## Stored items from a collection
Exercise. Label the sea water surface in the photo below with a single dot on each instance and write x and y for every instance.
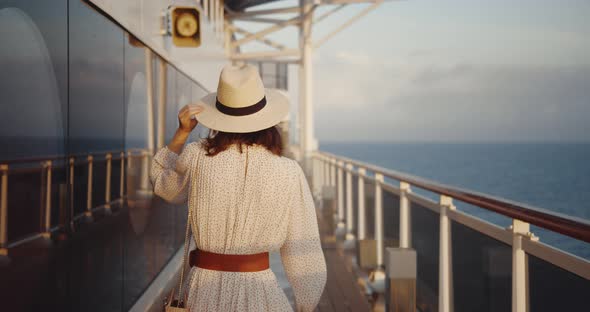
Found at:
(552, 176)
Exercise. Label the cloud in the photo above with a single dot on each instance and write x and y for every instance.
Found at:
(450, 102)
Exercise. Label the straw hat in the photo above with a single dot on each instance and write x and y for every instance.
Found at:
(241, 103)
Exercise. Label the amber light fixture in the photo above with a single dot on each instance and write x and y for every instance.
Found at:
(186, 30)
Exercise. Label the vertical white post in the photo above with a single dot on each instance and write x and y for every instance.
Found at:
(145, 170)
(405, 234)
(340, 190)
(122, 177)
(149, 98)
(333, 172)
(315, 174)
(107, 192)
(320, 171)
(162, 101)
(445, 270)
(519, 267)
(48, 167)
(379, 217)
(306, 136)
(3, 210)
(350, 237)
(361, 204)
(327, 166)
(89, 188)
(220, 20)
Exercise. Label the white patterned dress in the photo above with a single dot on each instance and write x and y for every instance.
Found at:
(246, 203)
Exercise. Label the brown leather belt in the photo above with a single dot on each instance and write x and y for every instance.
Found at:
(230, 263)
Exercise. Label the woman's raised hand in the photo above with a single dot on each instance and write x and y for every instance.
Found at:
(186, 121)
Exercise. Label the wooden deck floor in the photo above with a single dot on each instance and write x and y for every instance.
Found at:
(342, 292)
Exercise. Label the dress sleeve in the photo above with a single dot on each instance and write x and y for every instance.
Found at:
(169, 173)
(302, 254)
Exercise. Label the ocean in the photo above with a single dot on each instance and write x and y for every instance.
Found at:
(552, 176)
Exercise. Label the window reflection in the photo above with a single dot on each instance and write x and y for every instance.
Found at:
(31, 116)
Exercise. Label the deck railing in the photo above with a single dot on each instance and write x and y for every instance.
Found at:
(33, 181)
(450, 243)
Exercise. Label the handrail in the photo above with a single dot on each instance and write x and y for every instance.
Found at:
(567, 225)
(115, 153)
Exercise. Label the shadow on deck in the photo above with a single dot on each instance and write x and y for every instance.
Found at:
(342, 291)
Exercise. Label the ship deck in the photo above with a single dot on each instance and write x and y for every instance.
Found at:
(342, 291)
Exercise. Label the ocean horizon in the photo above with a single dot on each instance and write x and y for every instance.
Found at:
(554, 176)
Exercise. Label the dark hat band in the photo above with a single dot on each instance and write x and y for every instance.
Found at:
(240, 111)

## Exercise
Please set down the data above exactly as given, leaving every picture out.

## Answer to the problem
Exercise. Label the sea water surface in the photo below with a single dot on each instance and write x and y for every instance.
Found at:
(552, 176)
Exercise. Label the cloud in the photo above with a single dot on each instance and write x and y for every instance.
Found at:
(450, 102)
Exercise. Label the straw hat in the photo above with a single dot on each instance and write x and y for every instance.
Found at:
(241, 103)
Exercise. Label the amber light fixture in the photo above with a single dot on each instance and write x and y for every instance.
Found at:
(186, 30)
Exercise. Label the vertical white post in the photo above with a single dot on each instance and write x and y for every instance.
Found at:
(145, 170)
(405, 234)
(340, 190)
(122, 177)
(149, 98)
(333, 172)
(315, 174)
(107, 192)
(320, 171)
(162, 101)
(445, 270)
(519, 267)
(48, 167)
(379, 217)
(306, 136)
(3, 210)
(350, 237)
(361, 204)
(327, 166)
(89, 188)
(220, 20)
Exercise. Label the white patterned dress in the photo above with a single dot on each instance and write x and y for every instance.
Found at:
(246, 203)
Exercise. Label the brown leather belt in the photo above with a single dot on each instance and write x and y for every instance.
Found at:
(230, 263)
Exercise. Label the woman's raised hand in the photo above with a single dot on each instance and write x and y for every instance.
Found at:
(186, 121)
Exercise. Label the wooden deck floor in the photo above with a single dot on each instance and write x and y for every instance.
Found at:
(342, 292)
Exercise. Label the dress sleeve in the photo above with a single dot on each instance and write x and y for every instance.
Found at:
(169, 173)
(302, 254)
Exercise. Label the ocean in the photo above with a single dot on each instance and write x and y for every instance.
Found at:
(552, 176)
Exercise. Label the window reflection in the photo above with a single dot on each instance and write x and y for every instance.
Found at:
(31, 116)
Exercise. Label the deck railing in the photo above with a single dot on each instance and write x and y for every instance.
Found at:
(33, 181)
(450, 243)
Exercise. Label the handrail in the photo above with a single dot on each instance and write x and y for every instance.
Found at:
(567, 225)
(115, 153)
Exercise. Label the shadow on deck in the photo above with a single dot on each instance and write x and y for every instance.
Found at:
(342, 291)
Exercise. Label the ship deck in the photo above with a single dot on each instance and write x and y for every instance.
Found at:
(342, 291)
Exercise. Label the ocean horizon in the photo above with a single dot on each instance and write x and y for every instance.
Found at:
(554, 176)
Exercise. Label the dark hat band in the photo above with a single dot on each instance and write x and y for every instance.
Found at:
(240, 111)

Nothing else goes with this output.